• About this exercise:
Set out the entries from their start through the line containing "positive clicks: (372, 677) (332, 637)" as a numbered list, leaving out blank lines and pictures.

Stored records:
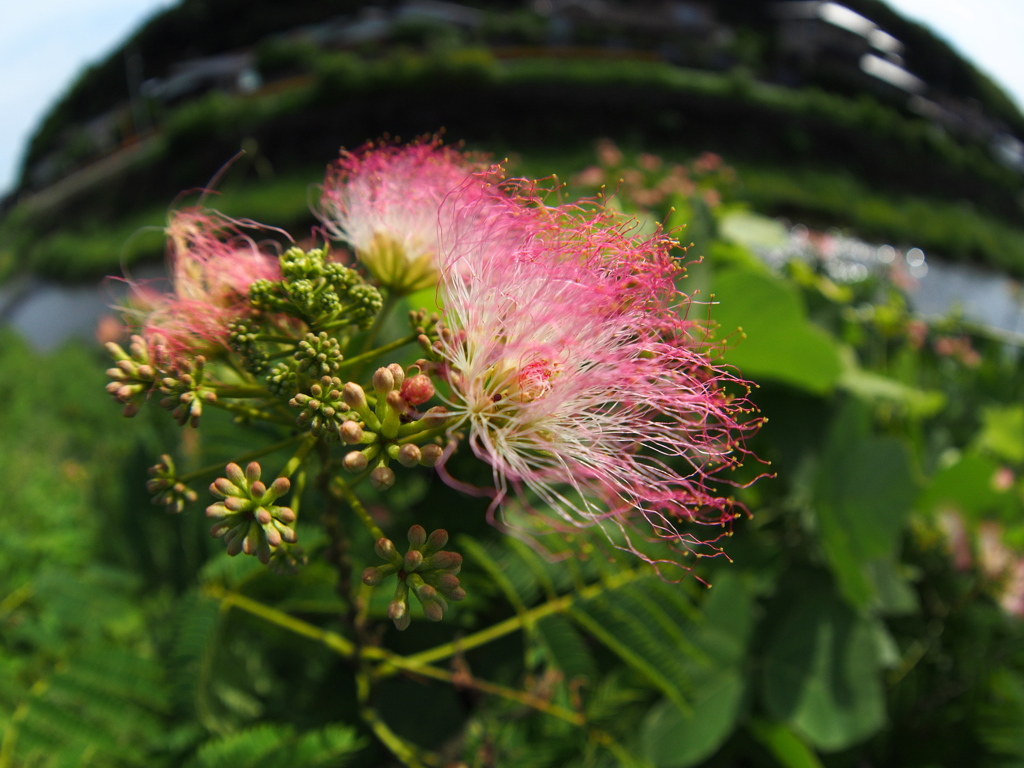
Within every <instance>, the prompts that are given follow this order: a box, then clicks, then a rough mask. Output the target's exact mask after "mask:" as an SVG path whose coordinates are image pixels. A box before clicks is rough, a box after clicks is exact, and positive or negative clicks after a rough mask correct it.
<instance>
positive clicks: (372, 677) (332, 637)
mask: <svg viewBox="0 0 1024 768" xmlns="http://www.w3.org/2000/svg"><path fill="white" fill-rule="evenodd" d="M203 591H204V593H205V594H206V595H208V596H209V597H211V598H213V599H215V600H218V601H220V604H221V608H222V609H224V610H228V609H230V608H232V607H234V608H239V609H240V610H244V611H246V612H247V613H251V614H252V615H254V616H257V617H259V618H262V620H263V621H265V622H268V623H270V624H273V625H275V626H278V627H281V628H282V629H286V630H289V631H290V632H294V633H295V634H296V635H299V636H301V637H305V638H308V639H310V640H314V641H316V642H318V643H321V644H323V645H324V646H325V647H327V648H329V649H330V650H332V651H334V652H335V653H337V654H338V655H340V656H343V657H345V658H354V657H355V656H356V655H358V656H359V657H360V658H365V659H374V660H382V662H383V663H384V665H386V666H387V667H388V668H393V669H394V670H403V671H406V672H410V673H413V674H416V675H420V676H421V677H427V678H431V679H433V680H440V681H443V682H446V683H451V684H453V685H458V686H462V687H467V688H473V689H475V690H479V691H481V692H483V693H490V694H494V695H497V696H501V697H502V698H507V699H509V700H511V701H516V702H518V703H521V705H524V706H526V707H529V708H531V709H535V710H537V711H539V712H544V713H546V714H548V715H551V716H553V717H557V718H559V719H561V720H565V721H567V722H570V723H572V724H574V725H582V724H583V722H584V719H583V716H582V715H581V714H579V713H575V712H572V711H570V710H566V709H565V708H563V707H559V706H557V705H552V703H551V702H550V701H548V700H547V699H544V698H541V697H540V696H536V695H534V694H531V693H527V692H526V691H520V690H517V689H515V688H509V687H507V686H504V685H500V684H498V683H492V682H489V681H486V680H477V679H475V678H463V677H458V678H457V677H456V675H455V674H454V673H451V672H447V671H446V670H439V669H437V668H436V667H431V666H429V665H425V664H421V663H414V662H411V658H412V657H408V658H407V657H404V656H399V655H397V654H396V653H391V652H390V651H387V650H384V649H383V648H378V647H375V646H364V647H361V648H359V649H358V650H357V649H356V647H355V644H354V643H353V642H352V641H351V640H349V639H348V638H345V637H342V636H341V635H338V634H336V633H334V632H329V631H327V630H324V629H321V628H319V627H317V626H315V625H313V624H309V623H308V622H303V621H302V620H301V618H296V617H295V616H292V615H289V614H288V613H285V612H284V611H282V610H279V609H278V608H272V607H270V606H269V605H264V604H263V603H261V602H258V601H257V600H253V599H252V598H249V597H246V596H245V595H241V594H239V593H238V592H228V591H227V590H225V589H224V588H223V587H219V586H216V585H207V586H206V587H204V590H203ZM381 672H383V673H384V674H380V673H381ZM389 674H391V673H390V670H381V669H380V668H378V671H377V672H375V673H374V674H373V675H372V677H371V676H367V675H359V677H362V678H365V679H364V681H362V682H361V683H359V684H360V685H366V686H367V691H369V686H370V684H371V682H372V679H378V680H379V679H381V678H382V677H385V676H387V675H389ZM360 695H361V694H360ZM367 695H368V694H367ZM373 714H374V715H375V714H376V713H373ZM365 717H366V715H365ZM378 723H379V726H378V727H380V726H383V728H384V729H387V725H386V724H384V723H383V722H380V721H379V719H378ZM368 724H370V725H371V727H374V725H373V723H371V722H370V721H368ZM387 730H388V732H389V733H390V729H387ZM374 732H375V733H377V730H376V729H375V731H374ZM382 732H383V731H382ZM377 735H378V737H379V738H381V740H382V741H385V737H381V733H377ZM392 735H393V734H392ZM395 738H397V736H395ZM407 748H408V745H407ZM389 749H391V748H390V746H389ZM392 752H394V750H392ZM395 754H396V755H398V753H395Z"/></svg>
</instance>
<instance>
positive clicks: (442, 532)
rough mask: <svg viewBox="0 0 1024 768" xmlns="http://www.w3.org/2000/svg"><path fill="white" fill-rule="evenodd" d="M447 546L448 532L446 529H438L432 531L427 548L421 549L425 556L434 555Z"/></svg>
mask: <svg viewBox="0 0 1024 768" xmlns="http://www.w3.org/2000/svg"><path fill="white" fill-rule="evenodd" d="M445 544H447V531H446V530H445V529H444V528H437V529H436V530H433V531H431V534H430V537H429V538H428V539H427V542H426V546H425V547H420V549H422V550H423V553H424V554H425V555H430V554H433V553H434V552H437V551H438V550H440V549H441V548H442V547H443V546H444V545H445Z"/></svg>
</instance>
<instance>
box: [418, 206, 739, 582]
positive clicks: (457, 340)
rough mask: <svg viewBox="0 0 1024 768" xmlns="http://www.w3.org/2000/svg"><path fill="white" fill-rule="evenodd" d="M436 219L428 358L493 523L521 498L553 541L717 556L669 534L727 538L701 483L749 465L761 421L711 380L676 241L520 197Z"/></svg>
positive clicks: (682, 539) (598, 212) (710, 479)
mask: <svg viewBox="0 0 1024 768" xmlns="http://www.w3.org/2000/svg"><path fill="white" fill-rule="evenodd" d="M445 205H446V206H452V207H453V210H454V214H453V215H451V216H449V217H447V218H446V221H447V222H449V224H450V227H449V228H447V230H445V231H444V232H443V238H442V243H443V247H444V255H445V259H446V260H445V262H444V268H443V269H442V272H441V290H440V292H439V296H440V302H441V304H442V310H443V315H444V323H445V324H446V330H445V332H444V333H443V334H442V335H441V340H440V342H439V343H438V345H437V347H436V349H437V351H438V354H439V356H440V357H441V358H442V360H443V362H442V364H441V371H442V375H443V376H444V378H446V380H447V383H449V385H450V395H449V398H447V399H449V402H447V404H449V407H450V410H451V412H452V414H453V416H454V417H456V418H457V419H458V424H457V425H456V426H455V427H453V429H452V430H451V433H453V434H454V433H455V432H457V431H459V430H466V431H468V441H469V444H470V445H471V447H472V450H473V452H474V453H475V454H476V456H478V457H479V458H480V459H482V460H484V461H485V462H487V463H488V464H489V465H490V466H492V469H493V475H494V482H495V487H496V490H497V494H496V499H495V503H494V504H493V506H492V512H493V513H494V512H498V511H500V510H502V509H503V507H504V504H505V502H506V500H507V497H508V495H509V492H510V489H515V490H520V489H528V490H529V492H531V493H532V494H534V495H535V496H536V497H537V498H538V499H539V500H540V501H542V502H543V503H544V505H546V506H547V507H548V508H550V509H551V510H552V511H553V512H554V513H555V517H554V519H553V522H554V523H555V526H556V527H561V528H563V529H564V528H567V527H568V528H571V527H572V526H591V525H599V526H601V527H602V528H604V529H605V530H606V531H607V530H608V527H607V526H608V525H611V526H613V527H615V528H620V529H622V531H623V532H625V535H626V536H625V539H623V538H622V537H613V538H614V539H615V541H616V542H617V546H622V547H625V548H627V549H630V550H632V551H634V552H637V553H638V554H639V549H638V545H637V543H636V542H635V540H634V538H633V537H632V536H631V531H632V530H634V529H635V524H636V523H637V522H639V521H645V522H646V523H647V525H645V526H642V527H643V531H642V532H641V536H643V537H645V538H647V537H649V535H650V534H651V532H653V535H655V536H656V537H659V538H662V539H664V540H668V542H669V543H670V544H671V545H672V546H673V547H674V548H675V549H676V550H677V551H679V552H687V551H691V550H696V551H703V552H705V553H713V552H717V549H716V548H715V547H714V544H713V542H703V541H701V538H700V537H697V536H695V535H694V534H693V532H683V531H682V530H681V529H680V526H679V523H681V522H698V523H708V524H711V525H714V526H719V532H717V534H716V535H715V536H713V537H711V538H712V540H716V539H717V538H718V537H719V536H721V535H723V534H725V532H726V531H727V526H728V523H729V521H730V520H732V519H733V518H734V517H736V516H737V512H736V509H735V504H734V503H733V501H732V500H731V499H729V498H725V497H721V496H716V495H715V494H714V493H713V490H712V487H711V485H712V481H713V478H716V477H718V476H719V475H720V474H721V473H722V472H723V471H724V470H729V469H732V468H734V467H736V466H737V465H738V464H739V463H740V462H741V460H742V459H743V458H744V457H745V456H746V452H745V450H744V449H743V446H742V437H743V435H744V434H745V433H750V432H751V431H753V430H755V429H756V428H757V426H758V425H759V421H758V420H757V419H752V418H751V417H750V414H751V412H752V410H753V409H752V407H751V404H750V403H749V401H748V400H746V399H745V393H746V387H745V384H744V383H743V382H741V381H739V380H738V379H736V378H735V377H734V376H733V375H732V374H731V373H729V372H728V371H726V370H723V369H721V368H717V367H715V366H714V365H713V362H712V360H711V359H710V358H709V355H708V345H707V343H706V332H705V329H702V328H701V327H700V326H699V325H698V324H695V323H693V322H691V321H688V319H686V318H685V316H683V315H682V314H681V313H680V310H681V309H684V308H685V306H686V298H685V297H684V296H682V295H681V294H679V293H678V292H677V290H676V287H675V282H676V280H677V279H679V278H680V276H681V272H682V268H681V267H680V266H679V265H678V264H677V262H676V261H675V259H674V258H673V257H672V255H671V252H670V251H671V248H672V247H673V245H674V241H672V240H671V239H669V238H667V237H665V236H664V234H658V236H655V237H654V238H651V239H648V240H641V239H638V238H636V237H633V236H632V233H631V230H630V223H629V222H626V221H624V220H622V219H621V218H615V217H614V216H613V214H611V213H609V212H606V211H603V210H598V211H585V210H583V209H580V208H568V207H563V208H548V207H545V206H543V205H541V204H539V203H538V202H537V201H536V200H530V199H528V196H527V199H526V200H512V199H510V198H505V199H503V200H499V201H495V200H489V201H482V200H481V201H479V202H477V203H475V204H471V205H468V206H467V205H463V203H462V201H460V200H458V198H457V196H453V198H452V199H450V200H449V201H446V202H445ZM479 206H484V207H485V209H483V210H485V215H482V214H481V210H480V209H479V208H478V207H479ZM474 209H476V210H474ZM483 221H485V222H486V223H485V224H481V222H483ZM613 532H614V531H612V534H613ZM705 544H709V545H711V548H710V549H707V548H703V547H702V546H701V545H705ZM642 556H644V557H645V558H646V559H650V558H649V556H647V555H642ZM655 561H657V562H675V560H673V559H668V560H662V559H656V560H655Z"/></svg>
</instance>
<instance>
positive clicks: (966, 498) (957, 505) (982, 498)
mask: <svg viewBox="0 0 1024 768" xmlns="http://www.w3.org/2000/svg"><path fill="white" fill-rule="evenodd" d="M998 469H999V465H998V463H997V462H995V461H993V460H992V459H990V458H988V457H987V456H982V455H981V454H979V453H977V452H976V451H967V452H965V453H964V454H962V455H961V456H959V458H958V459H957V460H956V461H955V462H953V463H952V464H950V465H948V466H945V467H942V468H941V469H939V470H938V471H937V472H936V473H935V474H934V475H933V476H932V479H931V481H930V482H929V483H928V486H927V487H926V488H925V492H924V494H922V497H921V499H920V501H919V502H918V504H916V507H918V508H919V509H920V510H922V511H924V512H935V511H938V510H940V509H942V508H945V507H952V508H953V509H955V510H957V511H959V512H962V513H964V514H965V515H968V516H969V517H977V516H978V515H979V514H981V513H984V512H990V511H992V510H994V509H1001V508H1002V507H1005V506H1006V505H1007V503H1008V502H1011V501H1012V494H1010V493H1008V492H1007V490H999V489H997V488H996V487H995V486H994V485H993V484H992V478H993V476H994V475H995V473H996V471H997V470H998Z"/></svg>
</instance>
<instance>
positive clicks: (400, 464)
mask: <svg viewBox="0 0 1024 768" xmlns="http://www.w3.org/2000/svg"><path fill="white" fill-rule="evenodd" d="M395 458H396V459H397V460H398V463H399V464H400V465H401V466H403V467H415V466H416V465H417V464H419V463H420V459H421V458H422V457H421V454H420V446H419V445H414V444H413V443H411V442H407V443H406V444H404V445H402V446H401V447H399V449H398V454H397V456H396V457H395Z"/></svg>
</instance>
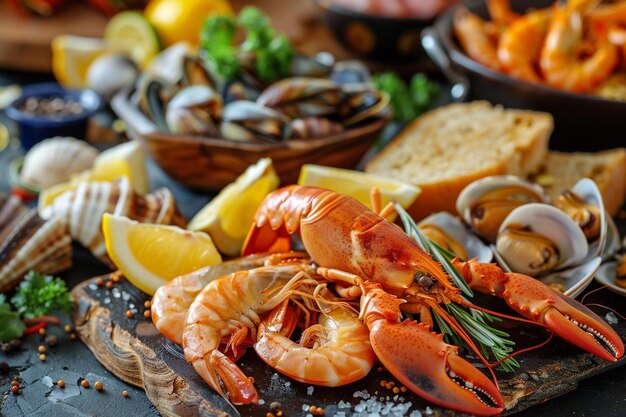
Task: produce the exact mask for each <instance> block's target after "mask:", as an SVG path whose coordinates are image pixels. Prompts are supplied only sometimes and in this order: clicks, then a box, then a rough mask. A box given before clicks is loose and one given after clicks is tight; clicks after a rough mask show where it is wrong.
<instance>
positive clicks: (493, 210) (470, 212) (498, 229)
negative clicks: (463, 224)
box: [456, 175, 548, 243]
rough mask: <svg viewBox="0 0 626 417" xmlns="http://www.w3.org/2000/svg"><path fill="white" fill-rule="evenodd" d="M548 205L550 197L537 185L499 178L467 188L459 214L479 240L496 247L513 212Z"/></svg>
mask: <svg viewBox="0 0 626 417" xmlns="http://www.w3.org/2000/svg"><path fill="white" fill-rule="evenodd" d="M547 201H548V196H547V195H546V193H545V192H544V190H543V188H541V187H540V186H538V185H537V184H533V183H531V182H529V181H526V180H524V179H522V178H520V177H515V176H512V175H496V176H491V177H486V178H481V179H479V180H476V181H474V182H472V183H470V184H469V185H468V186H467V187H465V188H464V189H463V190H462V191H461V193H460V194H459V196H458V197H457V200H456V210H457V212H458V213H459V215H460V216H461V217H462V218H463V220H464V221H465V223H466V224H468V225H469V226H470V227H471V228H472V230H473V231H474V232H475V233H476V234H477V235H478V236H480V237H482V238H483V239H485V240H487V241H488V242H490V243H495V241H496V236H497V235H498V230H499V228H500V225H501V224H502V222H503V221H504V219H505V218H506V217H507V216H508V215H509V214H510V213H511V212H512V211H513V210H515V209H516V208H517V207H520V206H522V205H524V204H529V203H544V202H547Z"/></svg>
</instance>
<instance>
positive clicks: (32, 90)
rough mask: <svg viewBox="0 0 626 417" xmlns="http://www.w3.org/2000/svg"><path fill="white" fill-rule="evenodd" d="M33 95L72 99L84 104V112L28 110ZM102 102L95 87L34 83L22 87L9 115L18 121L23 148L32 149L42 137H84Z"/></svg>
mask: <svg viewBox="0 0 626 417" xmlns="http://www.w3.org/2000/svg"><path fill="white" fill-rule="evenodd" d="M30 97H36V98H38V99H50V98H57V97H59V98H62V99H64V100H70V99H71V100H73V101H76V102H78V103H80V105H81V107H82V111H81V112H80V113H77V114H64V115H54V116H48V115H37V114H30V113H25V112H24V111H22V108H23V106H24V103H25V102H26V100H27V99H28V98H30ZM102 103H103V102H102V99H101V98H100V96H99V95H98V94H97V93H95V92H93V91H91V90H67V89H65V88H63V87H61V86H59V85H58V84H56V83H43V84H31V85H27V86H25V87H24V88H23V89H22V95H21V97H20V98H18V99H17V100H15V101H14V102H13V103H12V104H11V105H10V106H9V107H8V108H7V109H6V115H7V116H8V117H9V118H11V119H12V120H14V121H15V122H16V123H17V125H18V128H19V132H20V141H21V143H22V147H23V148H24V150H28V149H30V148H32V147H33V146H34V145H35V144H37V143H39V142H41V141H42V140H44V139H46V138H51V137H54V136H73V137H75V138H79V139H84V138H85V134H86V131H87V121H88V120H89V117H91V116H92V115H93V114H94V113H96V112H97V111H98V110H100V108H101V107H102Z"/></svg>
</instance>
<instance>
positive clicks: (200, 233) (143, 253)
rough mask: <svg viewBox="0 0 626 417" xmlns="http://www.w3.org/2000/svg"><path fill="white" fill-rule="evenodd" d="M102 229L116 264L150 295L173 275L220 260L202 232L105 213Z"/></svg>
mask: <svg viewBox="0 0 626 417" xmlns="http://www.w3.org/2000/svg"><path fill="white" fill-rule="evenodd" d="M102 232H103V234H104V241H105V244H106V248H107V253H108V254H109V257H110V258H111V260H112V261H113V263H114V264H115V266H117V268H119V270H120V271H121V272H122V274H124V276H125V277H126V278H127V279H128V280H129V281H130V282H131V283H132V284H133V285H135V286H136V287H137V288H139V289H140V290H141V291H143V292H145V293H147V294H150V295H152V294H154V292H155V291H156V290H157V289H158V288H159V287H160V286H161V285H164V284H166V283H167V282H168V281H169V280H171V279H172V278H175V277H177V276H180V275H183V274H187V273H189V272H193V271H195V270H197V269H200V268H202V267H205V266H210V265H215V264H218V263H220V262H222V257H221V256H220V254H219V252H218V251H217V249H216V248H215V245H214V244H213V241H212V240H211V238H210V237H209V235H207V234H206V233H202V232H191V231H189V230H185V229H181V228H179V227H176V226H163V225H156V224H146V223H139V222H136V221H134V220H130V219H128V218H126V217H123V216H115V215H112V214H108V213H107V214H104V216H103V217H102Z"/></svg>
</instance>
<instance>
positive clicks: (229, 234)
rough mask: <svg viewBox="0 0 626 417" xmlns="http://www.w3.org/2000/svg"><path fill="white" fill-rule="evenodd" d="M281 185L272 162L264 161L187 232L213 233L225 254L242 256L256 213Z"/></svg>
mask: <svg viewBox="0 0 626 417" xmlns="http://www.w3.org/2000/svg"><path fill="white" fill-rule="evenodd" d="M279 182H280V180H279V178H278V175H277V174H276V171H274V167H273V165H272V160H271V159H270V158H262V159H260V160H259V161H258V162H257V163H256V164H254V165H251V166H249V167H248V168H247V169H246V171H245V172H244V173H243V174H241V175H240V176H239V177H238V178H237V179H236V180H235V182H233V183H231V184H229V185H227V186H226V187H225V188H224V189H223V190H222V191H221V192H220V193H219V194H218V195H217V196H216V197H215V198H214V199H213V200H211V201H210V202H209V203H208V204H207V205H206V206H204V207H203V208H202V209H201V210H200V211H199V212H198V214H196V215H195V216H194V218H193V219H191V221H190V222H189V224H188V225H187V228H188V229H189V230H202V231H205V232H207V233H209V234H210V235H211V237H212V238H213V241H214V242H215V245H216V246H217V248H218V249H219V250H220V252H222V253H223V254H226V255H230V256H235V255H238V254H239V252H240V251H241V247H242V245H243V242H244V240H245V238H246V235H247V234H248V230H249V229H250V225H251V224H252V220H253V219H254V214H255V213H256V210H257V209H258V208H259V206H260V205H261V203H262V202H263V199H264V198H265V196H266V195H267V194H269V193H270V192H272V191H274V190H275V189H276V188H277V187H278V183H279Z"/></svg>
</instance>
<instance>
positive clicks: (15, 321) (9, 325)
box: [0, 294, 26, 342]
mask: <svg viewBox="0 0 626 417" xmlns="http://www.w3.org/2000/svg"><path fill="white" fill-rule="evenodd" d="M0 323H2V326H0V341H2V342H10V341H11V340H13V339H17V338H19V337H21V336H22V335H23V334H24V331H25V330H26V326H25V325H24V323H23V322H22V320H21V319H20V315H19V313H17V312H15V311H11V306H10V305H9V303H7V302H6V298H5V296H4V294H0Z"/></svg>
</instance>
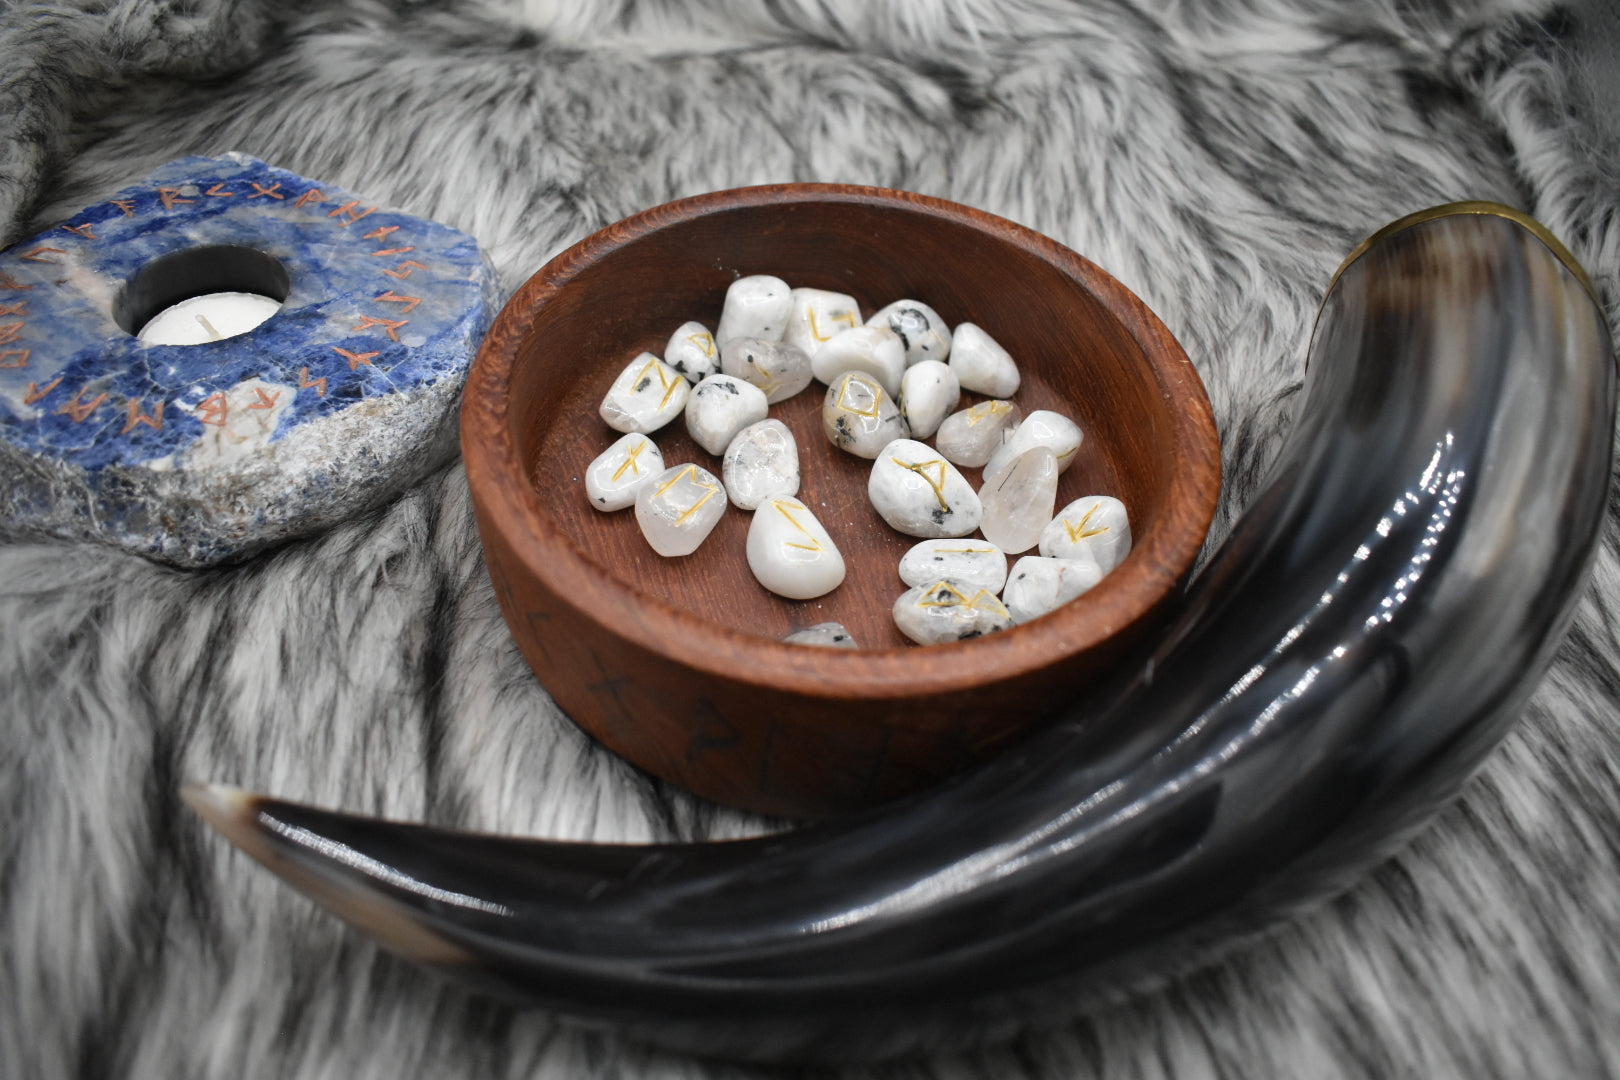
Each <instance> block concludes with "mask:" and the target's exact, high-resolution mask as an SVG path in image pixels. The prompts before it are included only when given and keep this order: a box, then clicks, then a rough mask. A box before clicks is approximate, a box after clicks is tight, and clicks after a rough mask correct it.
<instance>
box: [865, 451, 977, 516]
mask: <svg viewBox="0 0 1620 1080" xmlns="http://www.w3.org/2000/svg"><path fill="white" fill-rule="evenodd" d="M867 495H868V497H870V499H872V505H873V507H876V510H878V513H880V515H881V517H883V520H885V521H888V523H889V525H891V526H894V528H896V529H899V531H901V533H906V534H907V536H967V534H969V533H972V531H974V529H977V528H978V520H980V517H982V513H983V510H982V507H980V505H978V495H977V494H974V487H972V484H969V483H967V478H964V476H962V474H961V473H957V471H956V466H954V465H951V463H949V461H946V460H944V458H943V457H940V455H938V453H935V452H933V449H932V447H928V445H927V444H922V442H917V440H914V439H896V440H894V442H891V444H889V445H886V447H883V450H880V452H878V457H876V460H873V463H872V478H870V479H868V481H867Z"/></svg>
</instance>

• Response:
1. Within every <instance>, the prompts that are given follow this order: a box, then clicks, then a rough mask. Output the target's exact mask after "mask:" as an SVG path whose coordinates are image pixels. A box before clicks is rough, a box after clicks is exact, and positive or negative clicks after a rough mask correct it.
2. <instance>
3. positive clicks: (372, 677) (332, 637)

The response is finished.